Data for review
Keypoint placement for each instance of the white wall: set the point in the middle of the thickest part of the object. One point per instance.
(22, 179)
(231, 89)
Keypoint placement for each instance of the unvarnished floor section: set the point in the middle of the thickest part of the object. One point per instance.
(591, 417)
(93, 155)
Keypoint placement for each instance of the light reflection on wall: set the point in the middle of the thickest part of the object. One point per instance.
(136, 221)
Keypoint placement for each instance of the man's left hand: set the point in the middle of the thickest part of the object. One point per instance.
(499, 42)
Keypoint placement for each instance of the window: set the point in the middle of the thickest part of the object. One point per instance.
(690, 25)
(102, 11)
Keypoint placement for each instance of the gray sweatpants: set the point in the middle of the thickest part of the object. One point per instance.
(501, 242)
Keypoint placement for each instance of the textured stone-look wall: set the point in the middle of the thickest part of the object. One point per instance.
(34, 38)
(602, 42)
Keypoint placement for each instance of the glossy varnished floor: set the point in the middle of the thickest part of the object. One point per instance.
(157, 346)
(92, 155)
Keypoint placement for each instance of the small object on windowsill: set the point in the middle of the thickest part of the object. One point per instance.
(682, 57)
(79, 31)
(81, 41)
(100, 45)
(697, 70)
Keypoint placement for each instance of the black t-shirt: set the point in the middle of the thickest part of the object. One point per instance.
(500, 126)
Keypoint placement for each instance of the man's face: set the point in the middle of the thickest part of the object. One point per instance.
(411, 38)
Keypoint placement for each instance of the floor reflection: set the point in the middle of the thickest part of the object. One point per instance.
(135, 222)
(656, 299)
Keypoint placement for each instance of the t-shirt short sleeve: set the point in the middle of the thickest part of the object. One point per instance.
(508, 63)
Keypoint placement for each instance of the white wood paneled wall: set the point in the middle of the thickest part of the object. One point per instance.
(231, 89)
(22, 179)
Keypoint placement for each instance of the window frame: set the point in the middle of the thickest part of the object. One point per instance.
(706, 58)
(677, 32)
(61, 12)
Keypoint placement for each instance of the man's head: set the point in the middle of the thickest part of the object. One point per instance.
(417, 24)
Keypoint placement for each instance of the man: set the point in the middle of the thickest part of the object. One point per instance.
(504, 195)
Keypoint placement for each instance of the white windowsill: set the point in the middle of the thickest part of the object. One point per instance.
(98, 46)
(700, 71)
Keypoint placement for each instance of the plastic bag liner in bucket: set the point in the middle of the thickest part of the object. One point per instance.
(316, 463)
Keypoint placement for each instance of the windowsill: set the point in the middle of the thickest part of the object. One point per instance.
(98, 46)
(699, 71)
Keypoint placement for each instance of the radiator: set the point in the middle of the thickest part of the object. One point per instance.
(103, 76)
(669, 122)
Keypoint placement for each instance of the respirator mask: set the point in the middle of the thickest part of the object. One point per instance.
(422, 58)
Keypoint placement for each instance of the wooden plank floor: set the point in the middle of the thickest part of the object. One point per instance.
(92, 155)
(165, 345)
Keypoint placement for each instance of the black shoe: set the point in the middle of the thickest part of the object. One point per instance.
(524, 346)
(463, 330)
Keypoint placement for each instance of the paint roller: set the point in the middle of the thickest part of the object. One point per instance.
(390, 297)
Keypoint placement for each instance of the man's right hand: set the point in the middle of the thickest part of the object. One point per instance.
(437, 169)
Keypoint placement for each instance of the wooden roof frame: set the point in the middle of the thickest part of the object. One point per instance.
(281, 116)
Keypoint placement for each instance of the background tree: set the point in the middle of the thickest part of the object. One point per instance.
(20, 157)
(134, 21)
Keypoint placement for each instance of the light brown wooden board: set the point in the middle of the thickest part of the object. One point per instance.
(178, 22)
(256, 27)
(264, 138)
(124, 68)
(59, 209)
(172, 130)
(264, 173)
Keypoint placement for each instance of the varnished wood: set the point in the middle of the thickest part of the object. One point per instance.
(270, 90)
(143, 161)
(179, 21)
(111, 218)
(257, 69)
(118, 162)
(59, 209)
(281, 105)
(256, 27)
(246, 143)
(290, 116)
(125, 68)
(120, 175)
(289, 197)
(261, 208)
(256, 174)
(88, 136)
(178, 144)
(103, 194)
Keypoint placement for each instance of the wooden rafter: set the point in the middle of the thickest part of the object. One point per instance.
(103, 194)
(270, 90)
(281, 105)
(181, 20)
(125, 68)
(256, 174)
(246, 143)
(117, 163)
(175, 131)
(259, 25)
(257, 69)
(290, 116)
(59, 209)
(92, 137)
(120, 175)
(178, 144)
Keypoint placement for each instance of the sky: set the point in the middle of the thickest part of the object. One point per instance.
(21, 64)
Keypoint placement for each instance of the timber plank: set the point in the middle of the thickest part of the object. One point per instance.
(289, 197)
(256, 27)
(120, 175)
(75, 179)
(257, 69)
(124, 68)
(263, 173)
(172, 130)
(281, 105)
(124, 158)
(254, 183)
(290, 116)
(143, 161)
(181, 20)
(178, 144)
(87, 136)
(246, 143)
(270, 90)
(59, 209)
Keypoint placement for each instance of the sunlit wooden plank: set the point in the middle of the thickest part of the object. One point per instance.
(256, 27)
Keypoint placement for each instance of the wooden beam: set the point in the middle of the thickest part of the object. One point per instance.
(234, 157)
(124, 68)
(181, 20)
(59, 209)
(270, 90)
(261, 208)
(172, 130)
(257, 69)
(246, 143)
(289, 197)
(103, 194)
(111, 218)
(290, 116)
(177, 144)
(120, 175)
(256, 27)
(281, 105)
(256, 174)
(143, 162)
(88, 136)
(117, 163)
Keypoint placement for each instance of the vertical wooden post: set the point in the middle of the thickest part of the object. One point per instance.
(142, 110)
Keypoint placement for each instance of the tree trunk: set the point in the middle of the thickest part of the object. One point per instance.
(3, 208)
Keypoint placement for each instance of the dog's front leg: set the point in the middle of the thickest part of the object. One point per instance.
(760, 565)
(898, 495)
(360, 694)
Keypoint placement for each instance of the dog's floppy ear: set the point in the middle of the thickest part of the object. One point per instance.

About this task
Retype the records above without changing a single word.

Solution to the problem
Keypoint placement for each instance of the white wall: set the point in the middle of the thickest part of the object. One point per instance.
(22, 179)
(231, 89)
Keypoint placement for each instance of the unvarnished floor section: set the point in the middle of the thickest part of the object. One point per instance.
(591, 417)
(93, 155)
Keypoint placement for each instance of the light reflection on wall: set the point in the middle of the thickest part of the object. One point per instance.
(136, 221)
Keypoint placement for each instance of the man's left hand: set the point in the middle of the thickest part of the object. One point per instance.
(499, 42)
Keypoint placement for each instance of the window: set the point in the middle of the thickest part of the object. One point per instance.
(690, 25)
(102, 11)
Keypoint placement for each instance of the gray sweatpants: set the point in the middle of the thickest part of the object. One point per instance.
(501, 242)
Keypoint placement for each instance of the textured stone-look wall: set the point in the middle of the thickest part of the object. One point per instance.
(34, 38)
(602, 42)
Keypoint placement for each instance of the glossy varnished floor: set the point in the middle of the thickest part of the object. One point per instance.
(157, 346)
(92, 155)
Keypoint placement for each instance of the small object on windowsill: set the point in the middle of the thickest part of the object. One point per instance.
(682, 57)
(79, 31)
(81, 41)
(100, 45)
(697, 70)
Keypoint placement for each instance of the black t-shirt: set the point in the middle of the thickest part of the object. One point per instance.
(500, 126)
Keypoint placement for each instance of the man's face: set the point in the middle of the thickest part of the object. One point per instance.
(411, 38)
Keypoint placement for each instance of the floor reflection: set the point in the middle of the thickest part of the object. One point per instance.
(135, 222)
(656, 299)
Keypoint placement for each instance of the t-shirt short sleeve: set the point in the middle of the thickest part of the object. One point per instance.
(508, 63)
Keypoint placement for each instance of the white wood paneled wall: set the point in the middle of the thickest part of the object. One point per instance.
(231, 89)
(22, 179)
Keypoint placement for each instance of the window frame: set the point in the middle of the thickest part of the object. One point per instance.
(706, 58)
(677, 32)
(61, 12)
Keypoint placement for each instance of the man's head: set the point in the middle of the thickest part of the object. One point per instance.
(417, 24)
Keypoint placement for each instance of the man: set the point in the middle of the thickest part of the object. One point per instance.
(504, 195)
Keypoint placement for each instance of the white windowsill: set the point in the middle of the thickest part of the object. One point per instance.
(98, 46)
(700, 71)
Keypoint placement for each instance of the plastic bag liner in bucket: set the point in the middle of the thickest part of the object. One point per instance.
(316, 463)
Keypoint placement for each instance of the windowsill: set the point in the middle of the thickest part of the object. One point per instance.
(98, 46)
(699, 71)
Keypoint placement for each instance of the radiator: set the point in the middle of the thickest part of the object. One point per instance.
(103, 76)
(669, 122)
Keypoint placement for each instance of the respirator mask: set the point in the middle of the thickest part of the object. One point per instance.
(422, 58)
Keypoint placement for each instance of the wooden plank floor: set the point in the middle of the thickest part of the object. One point per instance.
(92, 155)
(165, 345)
Keypoint placement for each instance of the black shoe: set the point in the middle of the thickest part of the object. One point per instance.
(524, 346)
(463, 330)
Keypoint placement for each instance of the paint roller: set the point in the middle of the thickest part of the object. One point per instance.
(390, 297)
Keypoint placement for each instance of the man's right hand: set the point in the middle of the thickest part of the object. One point per instance.
(437, 169)
Keypoint placement for each instance of the wooden roof frame: set the point in the middle of the thickest part of the object. One point per instance.
(281, 116)
Keypoint placement for each instance of the background tree: set the point in the middle of the thickest part of the object. One point per instance.
(20, 157)
(134, 21)
Keypoint placement for each instance of the light brown wooden board: set the point in the middle of the thickest part of the object. One point per instance.
(178, 22)
(256, 27)
(264, 138)
(124, 68)
(59, 209)
(172, 130)
(264, 173)
Keypoint placement for each instance of the varnished wood: set the point in the middle of the thickest part of the object. One point per instance.
(270, 90)
(143, 161)
(179, 21)
(111, 218)
(257, 69)
(118, 162)
(59, 209)
(281, 105)
(256, 27)
(246, 143)
(290, 116)
(125, 68)
(120, 175)
(289, 197)
(261, 208)
(256, 174)
(88, 136)
(178, 144)
(103, 194)
Keypoint placement for each instance of the wooden rafter: set the point in the middle of the thickest part of the object. One point per instance.
(103, 194)
(270, 90)
(281, 105)
(181, 20)
(125, 68)
(256, 174)
(246, 143)
(117, 163)
(175, 131)
(259, 25)
(257, 69)
(290, 116)
(59, 209)
(92, 137)
(120, 175)
(178, 144)
Keypoint placement for each instance of the sky: set the point in the middle of the thickest part of the object. One point per instance.
(21, 64)
Keypoint placement for each instance of the timber plank: set the point in the middle of the thickest part of the object. One point per instance.
(289, 197)
(256, 27)
(120, 175)
(75, 179)
(257, 69)
(124, 68)
(263, 173)
(172, 130)
(281, 105)
(124, 158)
(254, 183)
(290, 116)
(143, 161)
(181, 20)
(178, 144)
(87, 136)
(246, 143)
(270, 90)
(59, 209)
Keypoint placement for each instance of the sunlit wooden plank: set the point in the middle of the thickest part of the object. One point per instance.
(256, 27)
Keypoint placement for each instance of the wooden beam: set the point in the middle of the thickest part of the object. One point per instance.
(234, 157)
(124, 68)
(181, 20)
(59, 209)
(270, 90)
(261, 208)
(172, 130)
(257, 69)
(246, 143)
(289, 197)
(103, 194)
(111, 218)
(290, 116)
(177, 144)
(120, 175)
(256, 27)
(281, 105)
(256, 174)
(143, 162)
(88, 136)
(117, 163)
Keypoint placement for each instance of the vertical wooden post: set the point in the middle of the thickest part of the object. One point per instance.
(142, 110)
Keypoint placement for each instance of the tree trunk: set the point in the middle of the thickest part of the object. One point per instance.
(3, 208)
Keypoint placement for each instance of the dog's front leg: set the point in the middle of the thickest part of the object. One point per instance.
(760, 565)
(898, 495)
(360, 694)
Keypoint placement for each instance of the dog's floppy ear: set the point in the middle of the thickest part of the object. One point per instance.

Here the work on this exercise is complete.